### Short exercise
Pull out every line in the data below that contains the string "front". Case counts.

### Stored data

----

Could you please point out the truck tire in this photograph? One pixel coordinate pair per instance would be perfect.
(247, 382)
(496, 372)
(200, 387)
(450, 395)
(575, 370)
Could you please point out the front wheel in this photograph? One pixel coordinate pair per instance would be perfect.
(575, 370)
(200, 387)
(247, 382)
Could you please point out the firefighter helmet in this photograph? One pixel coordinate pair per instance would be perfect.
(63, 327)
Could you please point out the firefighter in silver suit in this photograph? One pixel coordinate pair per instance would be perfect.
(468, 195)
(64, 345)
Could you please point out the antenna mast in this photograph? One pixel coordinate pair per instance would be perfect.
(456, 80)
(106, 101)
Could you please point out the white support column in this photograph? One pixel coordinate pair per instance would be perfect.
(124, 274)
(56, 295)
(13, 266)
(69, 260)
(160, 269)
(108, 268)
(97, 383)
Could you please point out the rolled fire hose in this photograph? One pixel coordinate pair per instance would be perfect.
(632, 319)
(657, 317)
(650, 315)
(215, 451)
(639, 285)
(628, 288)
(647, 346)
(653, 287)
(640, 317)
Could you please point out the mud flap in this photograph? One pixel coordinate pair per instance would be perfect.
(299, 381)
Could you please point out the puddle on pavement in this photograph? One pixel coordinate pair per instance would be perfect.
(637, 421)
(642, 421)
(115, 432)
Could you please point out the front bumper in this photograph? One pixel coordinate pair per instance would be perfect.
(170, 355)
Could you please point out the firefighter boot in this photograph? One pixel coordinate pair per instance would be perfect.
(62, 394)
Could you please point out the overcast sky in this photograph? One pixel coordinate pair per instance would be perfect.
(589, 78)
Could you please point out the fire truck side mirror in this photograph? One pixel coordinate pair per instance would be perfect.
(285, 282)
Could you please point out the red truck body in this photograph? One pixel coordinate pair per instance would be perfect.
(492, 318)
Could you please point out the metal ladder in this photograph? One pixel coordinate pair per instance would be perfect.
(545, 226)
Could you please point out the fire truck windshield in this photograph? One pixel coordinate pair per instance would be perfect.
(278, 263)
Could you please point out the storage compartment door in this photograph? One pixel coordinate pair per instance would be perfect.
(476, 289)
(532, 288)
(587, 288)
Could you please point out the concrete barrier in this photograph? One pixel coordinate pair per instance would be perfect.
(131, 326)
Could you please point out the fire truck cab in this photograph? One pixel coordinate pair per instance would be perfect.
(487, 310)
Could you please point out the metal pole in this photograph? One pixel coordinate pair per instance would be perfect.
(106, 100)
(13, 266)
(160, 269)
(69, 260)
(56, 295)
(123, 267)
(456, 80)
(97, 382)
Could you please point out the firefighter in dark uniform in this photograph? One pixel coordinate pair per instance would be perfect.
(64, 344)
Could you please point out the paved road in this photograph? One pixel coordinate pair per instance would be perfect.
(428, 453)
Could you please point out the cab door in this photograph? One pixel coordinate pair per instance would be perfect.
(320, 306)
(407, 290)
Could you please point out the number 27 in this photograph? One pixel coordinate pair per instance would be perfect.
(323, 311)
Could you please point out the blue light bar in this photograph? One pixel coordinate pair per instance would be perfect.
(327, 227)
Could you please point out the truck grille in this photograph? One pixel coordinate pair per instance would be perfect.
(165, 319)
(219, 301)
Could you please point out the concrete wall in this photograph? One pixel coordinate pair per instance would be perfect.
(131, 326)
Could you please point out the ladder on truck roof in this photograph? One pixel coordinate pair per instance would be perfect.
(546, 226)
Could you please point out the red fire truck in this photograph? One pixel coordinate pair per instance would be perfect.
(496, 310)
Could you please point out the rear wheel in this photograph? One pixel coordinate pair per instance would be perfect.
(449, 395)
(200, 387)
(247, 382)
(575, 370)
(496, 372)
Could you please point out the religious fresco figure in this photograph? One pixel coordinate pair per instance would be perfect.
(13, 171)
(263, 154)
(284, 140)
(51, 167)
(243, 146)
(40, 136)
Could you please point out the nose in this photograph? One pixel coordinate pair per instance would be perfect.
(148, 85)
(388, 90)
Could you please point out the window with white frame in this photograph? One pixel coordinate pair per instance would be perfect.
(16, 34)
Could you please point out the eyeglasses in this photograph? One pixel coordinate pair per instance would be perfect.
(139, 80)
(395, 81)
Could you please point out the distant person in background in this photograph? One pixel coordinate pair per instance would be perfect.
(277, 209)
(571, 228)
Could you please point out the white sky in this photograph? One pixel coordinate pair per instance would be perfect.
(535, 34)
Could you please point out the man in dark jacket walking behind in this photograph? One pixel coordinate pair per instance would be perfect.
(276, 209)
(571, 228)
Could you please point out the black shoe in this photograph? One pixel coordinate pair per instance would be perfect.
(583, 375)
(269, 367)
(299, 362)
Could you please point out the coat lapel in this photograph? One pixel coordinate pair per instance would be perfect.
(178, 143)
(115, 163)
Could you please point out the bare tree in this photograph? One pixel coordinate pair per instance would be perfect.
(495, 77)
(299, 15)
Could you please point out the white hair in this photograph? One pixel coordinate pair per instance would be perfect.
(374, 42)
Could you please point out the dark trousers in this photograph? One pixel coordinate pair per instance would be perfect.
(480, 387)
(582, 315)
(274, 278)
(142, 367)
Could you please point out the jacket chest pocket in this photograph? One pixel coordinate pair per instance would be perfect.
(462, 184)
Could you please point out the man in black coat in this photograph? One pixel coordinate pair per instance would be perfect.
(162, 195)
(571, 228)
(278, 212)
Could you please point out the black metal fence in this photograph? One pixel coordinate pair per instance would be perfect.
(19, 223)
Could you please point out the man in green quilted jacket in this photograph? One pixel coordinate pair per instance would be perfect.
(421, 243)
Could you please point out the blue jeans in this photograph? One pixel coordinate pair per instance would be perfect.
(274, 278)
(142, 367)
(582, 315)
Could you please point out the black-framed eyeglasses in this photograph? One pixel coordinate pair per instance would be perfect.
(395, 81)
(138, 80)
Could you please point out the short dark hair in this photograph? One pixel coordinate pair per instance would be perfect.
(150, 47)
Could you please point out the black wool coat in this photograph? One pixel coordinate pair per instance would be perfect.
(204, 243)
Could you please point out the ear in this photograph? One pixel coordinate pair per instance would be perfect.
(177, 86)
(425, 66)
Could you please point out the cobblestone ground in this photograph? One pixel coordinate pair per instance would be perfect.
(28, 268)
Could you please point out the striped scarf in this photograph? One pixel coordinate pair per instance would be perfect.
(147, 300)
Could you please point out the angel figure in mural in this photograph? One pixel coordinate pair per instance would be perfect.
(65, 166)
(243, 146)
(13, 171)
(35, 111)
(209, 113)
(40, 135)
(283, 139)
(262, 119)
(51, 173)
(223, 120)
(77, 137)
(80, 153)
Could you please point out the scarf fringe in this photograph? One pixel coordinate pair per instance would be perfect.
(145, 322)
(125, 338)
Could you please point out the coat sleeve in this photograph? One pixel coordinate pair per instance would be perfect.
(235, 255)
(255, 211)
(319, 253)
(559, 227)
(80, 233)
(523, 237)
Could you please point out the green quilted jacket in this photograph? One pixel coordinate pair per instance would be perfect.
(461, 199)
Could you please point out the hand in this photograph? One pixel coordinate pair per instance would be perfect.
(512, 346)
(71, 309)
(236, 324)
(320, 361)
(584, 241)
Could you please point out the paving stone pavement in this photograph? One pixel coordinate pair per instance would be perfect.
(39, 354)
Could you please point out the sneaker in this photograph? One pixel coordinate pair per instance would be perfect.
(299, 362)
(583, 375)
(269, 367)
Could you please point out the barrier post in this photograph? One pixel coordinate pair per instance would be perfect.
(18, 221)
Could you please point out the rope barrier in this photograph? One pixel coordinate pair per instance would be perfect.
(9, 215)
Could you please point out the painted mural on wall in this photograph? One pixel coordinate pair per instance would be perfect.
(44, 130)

----

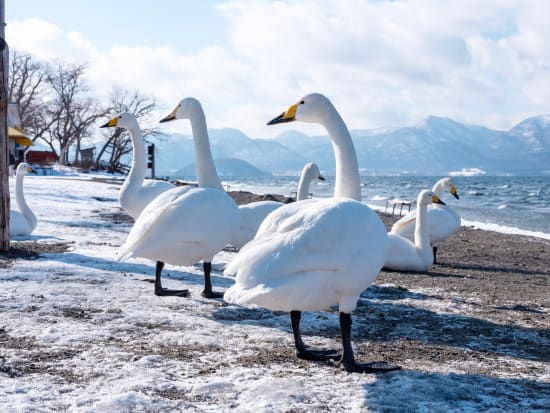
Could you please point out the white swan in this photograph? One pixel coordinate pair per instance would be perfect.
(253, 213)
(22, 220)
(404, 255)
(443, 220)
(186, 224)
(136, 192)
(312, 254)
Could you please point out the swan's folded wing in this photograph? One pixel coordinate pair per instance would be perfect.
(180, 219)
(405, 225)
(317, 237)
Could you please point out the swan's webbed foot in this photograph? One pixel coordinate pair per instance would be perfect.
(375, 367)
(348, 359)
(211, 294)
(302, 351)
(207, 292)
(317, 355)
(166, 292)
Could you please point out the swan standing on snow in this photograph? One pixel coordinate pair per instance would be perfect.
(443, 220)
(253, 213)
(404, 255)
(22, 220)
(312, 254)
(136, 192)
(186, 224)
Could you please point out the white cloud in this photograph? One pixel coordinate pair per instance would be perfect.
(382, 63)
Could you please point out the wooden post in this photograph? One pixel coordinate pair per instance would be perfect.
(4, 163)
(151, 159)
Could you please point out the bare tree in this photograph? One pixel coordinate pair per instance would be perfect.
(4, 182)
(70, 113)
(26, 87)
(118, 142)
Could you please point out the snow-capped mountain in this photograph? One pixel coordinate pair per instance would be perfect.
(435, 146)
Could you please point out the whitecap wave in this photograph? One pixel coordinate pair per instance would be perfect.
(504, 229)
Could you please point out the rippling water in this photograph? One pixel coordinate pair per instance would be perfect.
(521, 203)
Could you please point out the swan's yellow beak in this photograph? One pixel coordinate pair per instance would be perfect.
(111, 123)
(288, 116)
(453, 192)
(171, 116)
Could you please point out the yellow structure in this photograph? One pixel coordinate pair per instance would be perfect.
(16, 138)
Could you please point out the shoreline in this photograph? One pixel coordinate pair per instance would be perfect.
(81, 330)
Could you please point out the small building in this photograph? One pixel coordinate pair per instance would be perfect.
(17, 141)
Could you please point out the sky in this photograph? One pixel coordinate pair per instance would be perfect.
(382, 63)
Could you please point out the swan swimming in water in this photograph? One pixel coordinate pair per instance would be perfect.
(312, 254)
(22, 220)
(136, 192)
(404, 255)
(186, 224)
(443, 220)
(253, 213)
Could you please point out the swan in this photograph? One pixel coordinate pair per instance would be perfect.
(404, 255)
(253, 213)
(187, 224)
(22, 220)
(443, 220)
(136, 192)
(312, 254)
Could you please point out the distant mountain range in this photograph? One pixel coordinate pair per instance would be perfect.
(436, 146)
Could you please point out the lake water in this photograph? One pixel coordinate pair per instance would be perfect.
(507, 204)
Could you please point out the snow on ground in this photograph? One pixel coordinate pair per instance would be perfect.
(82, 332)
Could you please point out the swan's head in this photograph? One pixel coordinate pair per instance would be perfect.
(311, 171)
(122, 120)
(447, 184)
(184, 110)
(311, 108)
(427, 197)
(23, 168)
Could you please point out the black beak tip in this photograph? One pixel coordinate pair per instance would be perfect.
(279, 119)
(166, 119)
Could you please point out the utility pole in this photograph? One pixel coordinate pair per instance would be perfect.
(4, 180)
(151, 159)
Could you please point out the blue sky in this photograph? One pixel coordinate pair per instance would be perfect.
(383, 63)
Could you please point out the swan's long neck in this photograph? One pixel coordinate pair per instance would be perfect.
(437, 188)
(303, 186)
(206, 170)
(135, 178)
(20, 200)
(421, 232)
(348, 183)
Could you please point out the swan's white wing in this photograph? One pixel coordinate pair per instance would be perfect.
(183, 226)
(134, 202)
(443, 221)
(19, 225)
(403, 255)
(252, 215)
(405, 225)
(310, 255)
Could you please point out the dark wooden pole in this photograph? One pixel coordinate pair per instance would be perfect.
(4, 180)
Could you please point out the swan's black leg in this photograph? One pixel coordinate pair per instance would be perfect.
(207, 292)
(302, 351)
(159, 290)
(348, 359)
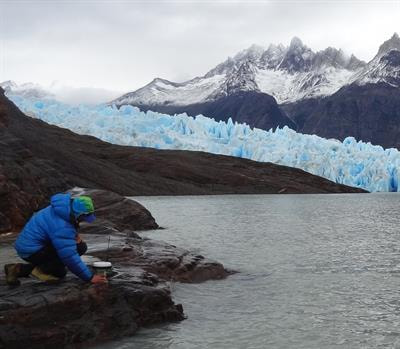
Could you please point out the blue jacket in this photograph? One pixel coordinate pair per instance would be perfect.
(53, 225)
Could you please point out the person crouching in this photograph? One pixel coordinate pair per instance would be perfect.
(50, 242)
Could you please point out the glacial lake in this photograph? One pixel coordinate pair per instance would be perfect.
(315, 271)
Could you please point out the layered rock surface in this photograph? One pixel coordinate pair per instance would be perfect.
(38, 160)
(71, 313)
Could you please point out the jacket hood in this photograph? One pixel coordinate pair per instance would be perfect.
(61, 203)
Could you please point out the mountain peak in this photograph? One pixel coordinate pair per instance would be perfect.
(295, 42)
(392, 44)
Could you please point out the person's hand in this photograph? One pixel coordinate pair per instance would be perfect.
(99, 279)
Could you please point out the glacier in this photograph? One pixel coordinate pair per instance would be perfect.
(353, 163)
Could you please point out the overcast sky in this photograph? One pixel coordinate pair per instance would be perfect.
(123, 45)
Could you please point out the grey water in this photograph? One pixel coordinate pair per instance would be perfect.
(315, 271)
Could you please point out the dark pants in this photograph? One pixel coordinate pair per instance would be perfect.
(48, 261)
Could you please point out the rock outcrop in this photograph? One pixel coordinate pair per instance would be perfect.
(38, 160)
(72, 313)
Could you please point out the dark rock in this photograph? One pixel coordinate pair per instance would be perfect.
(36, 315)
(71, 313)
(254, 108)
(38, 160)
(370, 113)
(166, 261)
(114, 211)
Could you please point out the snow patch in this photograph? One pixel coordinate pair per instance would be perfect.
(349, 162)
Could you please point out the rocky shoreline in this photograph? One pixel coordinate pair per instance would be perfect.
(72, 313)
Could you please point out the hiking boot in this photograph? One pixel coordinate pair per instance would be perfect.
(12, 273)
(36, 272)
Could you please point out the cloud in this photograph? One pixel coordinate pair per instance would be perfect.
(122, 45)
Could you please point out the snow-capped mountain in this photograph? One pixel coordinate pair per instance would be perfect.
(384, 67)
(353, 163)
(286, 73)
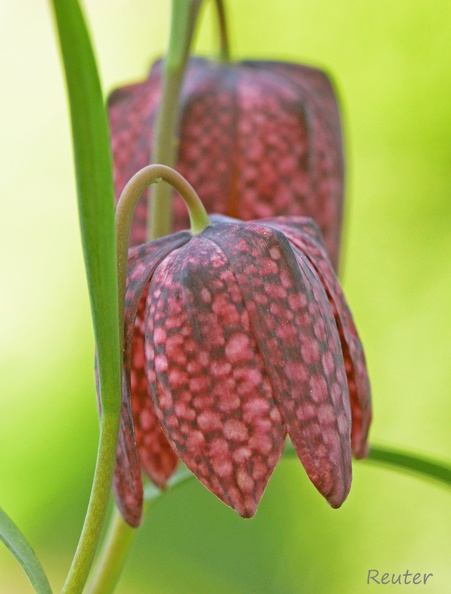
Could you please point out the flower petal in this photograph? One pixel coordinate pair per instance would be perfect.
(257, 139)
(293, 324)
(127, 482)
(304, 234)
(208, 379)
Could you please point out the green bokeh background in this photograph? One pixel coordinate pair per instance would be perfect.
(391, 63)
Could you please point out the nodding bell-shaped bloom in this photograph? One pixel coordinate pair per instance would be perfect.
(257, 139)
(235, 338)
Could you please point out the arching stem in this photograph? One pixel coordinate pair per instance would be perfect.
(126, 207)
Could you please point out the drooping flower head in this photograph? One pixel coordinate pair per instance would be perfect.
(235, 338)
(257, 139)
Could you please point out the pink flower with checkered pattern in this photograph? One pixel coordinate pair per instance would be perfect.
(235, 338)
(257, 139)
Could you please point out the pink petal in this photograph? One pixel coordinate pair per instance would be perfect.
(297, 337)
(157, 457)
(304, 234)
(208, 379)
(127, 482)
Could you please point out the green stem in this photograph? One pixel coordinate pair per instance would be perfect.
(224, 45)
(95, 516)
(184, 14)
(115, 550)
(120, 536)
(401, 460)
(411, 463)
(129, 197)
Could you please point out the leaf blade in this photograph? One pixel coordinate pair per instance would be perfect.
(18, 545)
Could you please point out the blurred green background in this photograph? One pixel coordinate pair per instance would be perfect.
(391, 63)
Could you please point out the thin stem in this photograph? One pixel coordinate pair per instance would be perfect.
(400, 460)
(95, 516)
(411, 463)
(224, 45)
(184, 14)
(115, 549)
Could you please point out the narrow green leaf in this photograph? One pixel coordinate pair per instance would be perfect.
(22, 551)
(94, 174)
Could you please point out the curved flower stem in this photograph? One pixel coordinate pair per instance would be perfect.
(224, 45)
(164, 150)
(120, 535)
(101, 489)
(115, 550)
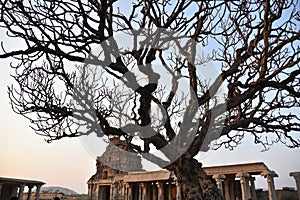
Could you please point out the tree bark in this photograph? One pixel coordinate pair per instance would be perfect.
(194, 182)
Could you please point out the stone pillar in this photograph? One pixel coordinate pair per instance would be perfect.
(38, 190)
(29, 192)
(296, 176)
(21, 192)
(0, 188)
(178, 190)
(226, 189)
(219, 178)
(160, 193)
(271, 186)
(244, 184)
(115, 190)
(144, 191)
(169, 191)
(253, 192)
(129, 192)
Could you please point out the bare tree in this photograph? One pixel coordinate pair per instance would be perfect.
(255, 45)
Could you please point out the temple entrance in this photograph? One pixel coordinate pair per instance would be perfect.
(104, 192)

----

### Task solution
Could you please point out the front wheel in this photograph? One pixel coordinate pair per instance would be perfect.
Could you please point out the front bumper in this photograph? One pixel coordinate pair per instance would be perfect.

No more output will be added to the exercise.